Task objective: Lay out every line of the data below as a Markdown table with the columns "Row" and "Line", numbering each row and leaving out blank lines.

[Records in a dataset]
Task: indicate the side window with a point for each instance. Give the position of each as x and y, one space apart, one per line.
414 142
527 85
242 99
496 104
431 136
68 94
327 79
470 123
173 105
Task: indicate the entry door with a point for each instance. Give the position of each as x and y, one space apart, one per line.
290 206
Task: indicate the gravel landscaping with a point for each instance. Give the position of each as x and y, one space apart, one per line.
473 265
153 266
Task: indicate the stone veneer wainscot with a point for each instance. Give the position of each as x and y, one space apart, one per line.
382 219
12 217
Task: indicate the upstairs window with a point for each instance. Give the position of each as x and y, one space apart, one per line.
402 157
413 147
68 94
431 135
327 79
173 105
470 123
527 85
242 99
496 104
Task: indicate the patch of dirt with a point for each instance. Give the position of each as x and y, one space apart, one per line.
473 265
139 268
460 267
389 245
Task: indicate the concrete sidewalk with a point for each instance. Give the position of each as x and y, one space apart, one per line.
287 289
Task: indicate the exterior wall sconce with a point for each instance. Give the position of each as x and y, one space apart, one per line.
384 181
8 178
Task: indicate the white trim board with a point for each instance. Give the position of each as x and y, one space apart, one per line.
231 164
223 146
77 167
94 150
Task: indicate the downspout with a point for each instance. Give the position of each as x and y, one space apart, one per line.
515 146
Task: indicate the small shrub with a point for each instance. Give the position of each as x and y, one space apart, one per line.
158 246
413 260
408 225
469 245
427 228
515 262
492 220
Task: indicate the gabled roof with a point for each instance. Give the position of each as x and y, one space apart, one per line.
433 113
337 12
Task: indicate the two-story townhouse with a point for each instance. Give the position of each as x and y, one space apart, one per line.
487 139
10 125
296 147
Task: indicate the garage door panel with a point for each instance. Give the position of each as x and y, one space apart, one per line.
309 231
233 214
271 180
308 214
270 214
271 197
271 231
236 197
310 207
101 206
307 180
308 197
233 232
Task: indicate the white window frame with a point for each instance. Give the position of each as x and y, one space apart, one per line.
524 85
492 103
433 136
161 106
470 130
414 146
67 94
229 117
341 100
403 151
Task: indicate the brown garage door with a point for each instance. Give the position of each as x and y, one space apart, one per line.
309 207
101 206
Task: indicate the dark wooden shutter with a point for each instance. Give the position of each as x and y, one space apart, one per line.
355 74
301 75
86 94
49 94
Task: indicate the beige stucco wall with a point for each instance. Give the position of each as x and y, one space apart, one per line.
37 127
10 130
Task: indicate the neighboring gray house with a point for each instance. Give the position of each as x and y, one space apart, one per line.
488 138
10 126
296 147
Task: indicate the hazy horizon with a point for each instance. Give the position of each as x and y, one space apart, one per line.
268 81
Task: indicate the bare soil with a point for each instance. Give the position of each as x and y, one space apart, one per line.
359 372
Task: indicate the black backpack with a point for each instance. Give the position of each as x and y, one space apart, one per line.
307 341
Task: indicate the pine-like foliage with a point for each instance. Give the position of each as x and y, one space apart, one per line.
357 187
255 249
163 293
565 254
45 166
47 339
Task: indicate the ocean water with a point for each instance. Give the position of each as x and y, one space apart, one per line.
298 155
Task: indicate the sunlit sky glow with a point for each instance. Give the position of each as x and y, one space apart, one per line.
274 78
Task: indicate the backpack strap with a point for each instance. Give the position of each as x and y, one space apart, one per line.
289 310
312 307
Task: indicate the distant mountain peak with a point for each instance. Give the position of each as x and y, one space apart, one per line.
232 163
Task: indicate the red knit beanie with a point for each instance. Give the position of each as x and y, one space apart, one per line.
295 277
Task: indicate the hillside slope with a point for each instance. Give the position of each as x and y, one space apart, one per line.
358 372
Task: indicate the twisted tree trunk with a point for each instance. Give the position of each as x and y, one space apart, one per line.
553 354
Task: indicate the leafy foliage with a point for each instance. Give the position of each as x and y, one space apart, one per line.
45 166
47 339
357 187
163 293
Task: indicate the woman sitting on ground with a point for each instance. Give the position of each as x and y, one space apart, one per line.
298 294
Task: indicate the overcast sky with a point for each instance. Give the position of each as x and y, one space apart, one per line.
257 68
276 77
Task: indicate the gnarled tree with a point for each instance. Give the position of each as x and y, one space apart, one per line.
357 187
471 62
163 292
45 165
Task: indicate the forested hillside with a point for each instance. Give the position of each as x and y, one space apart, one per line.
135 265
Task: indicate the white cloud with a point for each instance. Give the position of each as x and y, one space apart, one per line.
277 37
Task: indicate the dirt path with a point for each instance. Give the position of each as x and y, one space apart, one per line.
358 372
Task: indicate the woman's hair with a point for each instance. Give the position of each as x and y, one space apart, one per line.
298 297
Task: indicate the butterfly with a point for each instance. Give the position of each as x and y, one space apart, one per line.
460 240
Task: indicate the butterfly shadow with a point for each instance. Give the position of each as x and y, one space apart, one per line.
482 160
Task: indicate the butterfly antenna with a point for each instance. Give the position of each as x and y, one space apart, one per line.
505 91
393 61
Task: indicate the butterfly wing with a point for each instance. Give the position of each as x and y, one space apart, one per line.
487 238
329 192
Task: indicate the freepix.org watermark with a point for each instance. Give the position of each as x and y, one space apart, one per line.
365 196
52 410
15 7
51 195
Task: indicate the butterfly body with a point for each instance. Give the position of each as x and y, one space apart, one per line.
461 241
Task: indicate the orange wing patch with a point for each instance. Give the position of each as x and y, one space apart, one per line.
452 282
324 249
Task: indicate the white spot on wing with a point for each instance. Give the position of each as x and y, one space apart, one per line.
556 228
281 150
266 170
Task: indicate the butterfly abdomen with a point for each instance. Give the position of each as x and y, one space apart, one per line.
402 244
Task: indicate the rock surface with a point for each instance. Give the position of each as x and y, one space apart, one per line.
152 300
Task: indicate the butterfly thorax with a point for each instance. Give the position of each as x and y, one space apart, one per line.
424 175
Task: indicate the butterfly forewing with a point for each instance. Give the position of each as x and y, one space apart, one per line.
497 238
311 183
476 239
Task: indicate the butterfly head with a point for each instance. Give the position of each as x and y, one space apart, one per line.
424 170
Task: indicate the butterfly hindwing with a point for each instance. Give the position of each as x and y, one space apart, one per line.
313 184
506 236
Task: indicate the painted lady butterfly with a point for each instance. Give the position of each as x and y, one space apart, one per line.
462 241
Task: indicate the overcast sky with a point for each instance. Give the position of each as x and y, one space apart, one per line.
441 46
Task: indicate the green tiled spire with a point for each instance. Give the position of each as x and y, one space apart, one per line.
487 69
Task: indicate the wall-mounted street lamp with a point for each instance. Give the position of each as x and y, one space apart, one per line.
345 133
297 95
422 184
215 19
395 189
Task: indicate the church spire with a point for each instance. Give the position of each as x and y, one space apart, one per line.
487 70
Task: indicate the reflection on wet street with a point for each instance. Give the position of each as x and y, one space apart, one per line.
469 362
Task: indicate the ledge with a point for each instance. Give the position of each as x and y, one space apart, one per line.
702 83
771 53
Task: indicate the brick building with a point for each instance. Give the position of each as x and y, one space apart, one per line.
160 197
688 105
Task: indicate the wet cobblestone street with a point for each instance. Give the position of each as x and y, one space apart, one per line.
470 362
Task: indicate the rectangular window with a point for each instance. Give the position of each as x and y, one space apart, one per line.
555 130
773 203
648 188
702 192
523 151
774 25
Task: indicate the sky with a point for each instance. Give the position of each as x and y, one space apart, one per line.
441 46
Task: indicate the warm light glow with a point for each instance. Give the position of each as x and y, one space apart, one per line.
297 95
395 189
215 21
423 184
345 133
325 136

Response to this task:
| Row | Line |
|---|---|
| 1 | Task: indicate the side window with a point for each instance. Give the position of each as x and y, one space apart, one per line. |
| 2 | 414 142 |
| 3 | 527 85 |
| 4 | 242 99 |
| 5 | 496 104 |
| 6 | 431 136 |
| 7 | 68 94 |
| 8 | 327 79 |
| 9 | 470 123 |
| 10 | 173 105 |
| 11 | Task: indicate the entry door with a point for each instance. Give the position of each as x and y, one space apart, one per line. |
| 12 | 290 206 |
| 13 | Task: indicate the gravel landscaping with a point for each instance. Give the position of each as x and y, one space apart, one per line. |
| 14 | 473 265 |
| 15 | 153 266 |
| 16 | Task: indicate the stone veneer wainscot with a point for each instance. Give the position of each as x and y, one space apart, one per line. |
| 17 | 382 219 |
| 18 | 12 217 |
| 19 | Task: indicate the upstairs window with a point for each instance. Give the position of each as x and y, one space apart, one per line. |
| 20 | 402 157 |
| 21 | 413 147 |
| 22 | 68 94 |
| 23 | 431 135 |
| 24 | 327 79 |
| 25 | 173 105 |
| 26 | 470 123 |
| 27 | 527 85 |
| 28 | 242 99 |
| 29 | 496 104 |
| 30 | Task: indicate the patch of dirt with a point for each instance. Give the position of each as x and y, one space apart, one per line. |
| 31 | 473 265 |
| 32 | 139 268 |
| 33 | 460 267 |
| 34 | 389 245 |
| 35 | Task: indicate the concrete sidewalk with a point for each instance. Give the position of each as x and y, one space apart, one per line. |
| 36 | 287 289 |
| 37 | Task: indicate the exterior wall sconce with a point for each instance. Give the position of each as x and y, one space apart, one per line. |
| 38 | 384 181 |
| 39 | 8 178 |
| 40 | Task: indicate the white trim board with a point for each instance. Give the position of each as x and y, one space apart, one per line. |
| 41 | 231 164 |
| 42 | 223 146 |
| 43 | 77 167 |
| 44 | 94 150 |
| 45 | Task: indicate the downspout with a point for each instance. Give the position of each as x and y, one space apart, one per line. |
| 46 | 515 146 |
| 47 | Task: indicate the small shrub with a point for each instance. Give the position of each as x and y, one space apart, one per line. |
| 48 | 158 246 |
| 49 | 413 260 |
| 50 | 408 225 |
| 51 | 469 245 |
| 52 | 427 228 |
| 53 | 515 262 |
| 54 | 492 220 |
| 55 | Task: indicate the gabled roof with a point for each instance. Give the position of each as x and y, one space apart, one per line. |
| 56 | 433 113 |
| 57 | 337 12 |
| 58 | Task: indicate the two-story townhouse with a point for each instance. Give the position of each as x and y, one space apart, one per line. |
| 59 | 487 139 |
| 60 | 10 125 |
| 61 | 296 147 |
| 62 | Task: indicate the garage door panel with a point for each instance. Give the position of each as x and y, one space apart, one per line. |
| 63 | 309 231 |
| 64 | 233 214 |
| 65 | 271 180 |
| 66 | 308 214 |
| 67 | 270 214 |
| 68 | 271 197 |
| 69 | 271 231 |
| 70 | 236 197 |
| 71 | 310 207 |
| 72 | 101 206 |
| 73 | 307 180 |
| 74 | 308 197 |
| 75 | 233 232 |
| 76 | Task: indicate the white window frame with a point for each instance. Give the position of each as x and y, one space apart, one per line. |
| 77 | 524 85 |
| 78 | 492 103 |
| 79 | 433 136 |
| 80 | 161 106 |
| 81 | 470 130 |
| 82 | 414 146 |
| 83 | 67 94 |
| 84 | 229 117 |
| 85 | 341 100 |
| 86 | 403 151 |
| 87 | Task: indicate the brown garage door with a point for each instance. Give the position of each as x and y, one space apart, one per line. |
| 88 | 309 207 |
| 89 | 101 206 |
| 90 | Task: indicate the dark wooden shutter with a point for each instance. Give the position of each as x and y, one space apart, one per line. |
| 91 | 355 74 |
| 92 | 301 75 |
| 93 | 86 94 |
| 94 | 49 94 |
| 95 | Task: indicate the beige stucco wall with a point for each instance. Give the position of each as x and y, one space apart, one per line. |
| 96 | 37 127 |
| 97 | 10 130 |
| 98 | Task: indicate the neighboring gray house with a point for each instance. Give the position of each as x and y, one space apart, one per line. |
| 99 | 488 138 |
| 100 | 10 126 |
| 101 | 296 147 |
| 102 | Task: indicate the hazy horizon with a point for each instance. Give the position of each as x and y, one space apart, one per line. |
| 103 | 268 81 |
| 104 | Task: indicate the bare soil with a point for each instance. Give the position of each as x and y, one space apart, one per line. |
| 105 | 359 372 |
| 106 | Task: indicate the black backpack with a point for each instance. Give the position of each as x and y, one space apart, one per line. |
| 107 | 307 341 |
| 108 | Task: indicate the pine-like foliage with a point for each instance. Give the position of each as x and y, one space apart, one per line. |
| 109 | 357 187 |
| 110 | 255 249 |
| 111 | 163 293 |
| 112 | 565 254 |
| 113 | 45 166 |
| 114 | 47 339 |
| 115 | Task: indicate the ocean water with a point for each instance. Give the position of each as x and y, one space apart, one per line. |
| 116 | 298 155 |
| 117 | Task: indicate the sunlit sky glow with a point for each instance. Give the position of each as x and y, one space apart, one per line. |
| 118 | 274 78 |
| 119 | Task: indicate the backpack strap with a point for each instance. Give the position of each as x and y, one space apart, one per line. |
| 120 | 289 310 |
| 121 | 312 307 |
| 122 | Task: indicate the distant mountain peak with a point for each instance. Give the position of each as x and y, one space apart, one per line. |
| 123 | 232 163 |
| 124 | Task: indicate the red knit beanie with a point for each instance. Give the position of each as x and y, one space apart, one per line. |
| 125 | 295 277 |
| 126 | Task: indicate the hillside slope with a point for each instance. Give the position of each as x and y, one space apart, one per line. |
| 127 | 358 372 |
| 128 | Task: indicate the twisted tree trunk with a point for each instance. Give the position of each as x and y, one space apart, one per line. |
| 129 | 553 354 |
| 130 | Task: indicate the leafy foliage with a point for each instance. Give the position of each as x and y, one space apart, one per line. |
| 131 | 45 166 |
| 132 | 47 339 |
| 133 | 357 187 |
| 134 | 163 293 |
| 135 | Task: indicate the woman sitting on ground with a point for each instance. Give the position of each as x and y, one space apart, one per line. |
| 136 | 298 294 |
| 137 | Task: indicate the overcast sky with a point for each instance. Give the position of each as x and y, one space apart, one per line. |
| 138 | 257 68 |
| 139 | 276 77 |
| 140 | Task: indicate the gnarled tree with a point for each instance. Give the position of each as x and y, one space apart, one per line. |
| 141 | 357 187 |
| 142 | 471 62 |
| 143 | 163 292 |
| 144 | 45 165 |
| 145 | Task: indicate the forested hillside with a point for each instance. Give the position of each as x and y, one space apart, one per line. |
| 146 | 135 265 |
| 147 | Task: indicate the white cloud with a point for each instance. Give the position of each as x and y, one space apart, one per line. |
| 148 | 277 37 |
| 149 | Task: indicate the dirt path with a point for each instance. Give the position of each as x and y, one space apart, one per line. |
| 150 | 358 372 |
| 151 | Task: indicate the woman's hair with a point for each instance. Give the position of each as x and y, one space apart, one per line. |
| 152 | 298 297 |
| 153 | Task: indicate the butterfly with a point for each instance. Give the position of each as x and y, one space apart, one per line. |
| 154 | 460 240 |
| 155 | Task: indicate the butterfly shadow with a point for each instance. Give the position of each as x and y, one space apart, one per line. |
| 156 | 482 160 |
| 157 | Task: indicate the butterfly antenna with a point for each instance. Give the position of each as x and y, one space apart, one per line. |
| 158 | 505 91 |
| 159 | 393 61 |
| 160 | Task: indicate the butterfly wing with a point for each instance. Give the position of each as x and y, one space apart, one per line. |
| 161 | 487 238 |
| 162 | 329 192 |
| 163 | Task: indicate the freepix.org watermark with a point for each instance. Give the position of each as x and y, one space apart, one per line. |
| 164 | 365 196 |
| 165 | 52 410 |
| 166 | 15 7 |
| 167 | 51 195 |
| 168 | Task: indicate the butterfly body with a point for each instance. Give the position of each as x and y, one space apart, one per line. |
| 169 | 461 241 |
| 170 | Task: indicate the orange wing patch with a point for each instance. Give the position of each as x and y, one space apart, one per line. |
| 171 | 452 282 |
| 172 | 324 249 |
| 173 | Task: indicate the white spot on wing with a point for each instance. Give the position of each as x and y, one space apart, one per line. |
| 174 | 556 228 |
| 175 | 281 150 |
| 176 | 266 170 |
| 177 | Task: indicate the butterfly abdomen with a point for each instance. Give the position of each as x and y, one space apart, one per line. |
| 178 | 402 244 |
| 179 | Task: indicate the rock surface with a point for each instance. Give the position of each as x and y, one space apart, one per line. |
| 180 | 152 300 |
| 181 | Task: indicate the butterfly thorax with a point for each instance. Give the position of each as x and y, one space apart, one per line. |
| 182 | 424 175 |
| 183 | Task: indicate the butterfly forewing with a point for each instance. Give the position of each as x and y, one space apart, one per line. |
| 184 | 497 238 |
| 185 | 311 183 |
| 186 | 476 239 |
| 187 | Task: indicate the butterfly head with a point for each instance. Give the position of each as x and y, one space apart, one per line. |
| 188 | 424 170 |
| 189 | Task: indicate the butterfly hindwing with a point for each instance. Give the position of each as x and y, one space apart, one per line. |
| 190 | 313 184 |
| 191 | 506 236 |
| 192 | Task: indicate the painted lady butterfly with a point for each instance. Give the position of each as x and y, one space apart, one per line. |
| 193 | 462 241 |
| 194 | Task: indicate the overcast sky with a point for each instance. Give the position of each as x and y, one space apart, one per line. |
| 195 | 441 46 |
| 196 | Task: indicate the green tiled spire with a point for each instance. Give the position of each as x and y, one space apart, one per line. |
| 197 | 487 69 |
| 198 | Task: indicate the wall-mounted street lamp with a point for each instance. Give the position of each as x and y, one space apart, one per line. |
| 199 | 345 133 |
| 200 | 297 95 |
| 201 | 422 184 |
| 202 | 215 19 |
| 203 | 395 189 |
| 204 | Task: indicate the church spire with a point for each instance. Give the position of each as x and y, one space apart, one per line. |
| 205 | 487 70 |
| 206 | Task: indicate the reflection on wet street with a point for each instance. Give the position of each as x and y, one space apart, one per line. |
| 207 | 469 362 |
| 208 | Task: indicate the ledge with a point for each instance. Give the position of each as x and y, one space apart, one per line. |
| 209 | 702 83 |
| 210 | 771 53 |
| 211 | Task: indicate the brick building with a point for each instance. Give the position of each as x and y, one space apart, one per line. |
| 212 | 160 197 |
| 213 | 688 105 |
| 214 | Task: indicate the wet cobblestone street with a point for each instance. Give the position of each as x and y, one space apart, one per line. |
| 215 | 470 362 |
| 216 | Task: indicate the rectangular window with a point for each instance. Give the position of each as x and y, one space apart, one per line. |
| 217 | 555 130 |
| 218 | 773 203 |
| 219 | 648 188 |
| 220 | 702 192 |
| 221 | 523 151 |
| 222 | 774 25 |
| 223 | Task: indicate the sky with a point for each instance. Give the position of each as x and y, one space apart, one per line. |
| 224 | 441 46 |
| 225 | Task: indicate the warm light glow with a point for each instance. Give the position of each as x and y, one space apart, one per line. |
| 226 | 297 95 |
| 227 | 395 189 |
| 228 | 215 21 |
| 229 | 423 184 |
| 230 | 345 133 |
| 231 | 325 136 |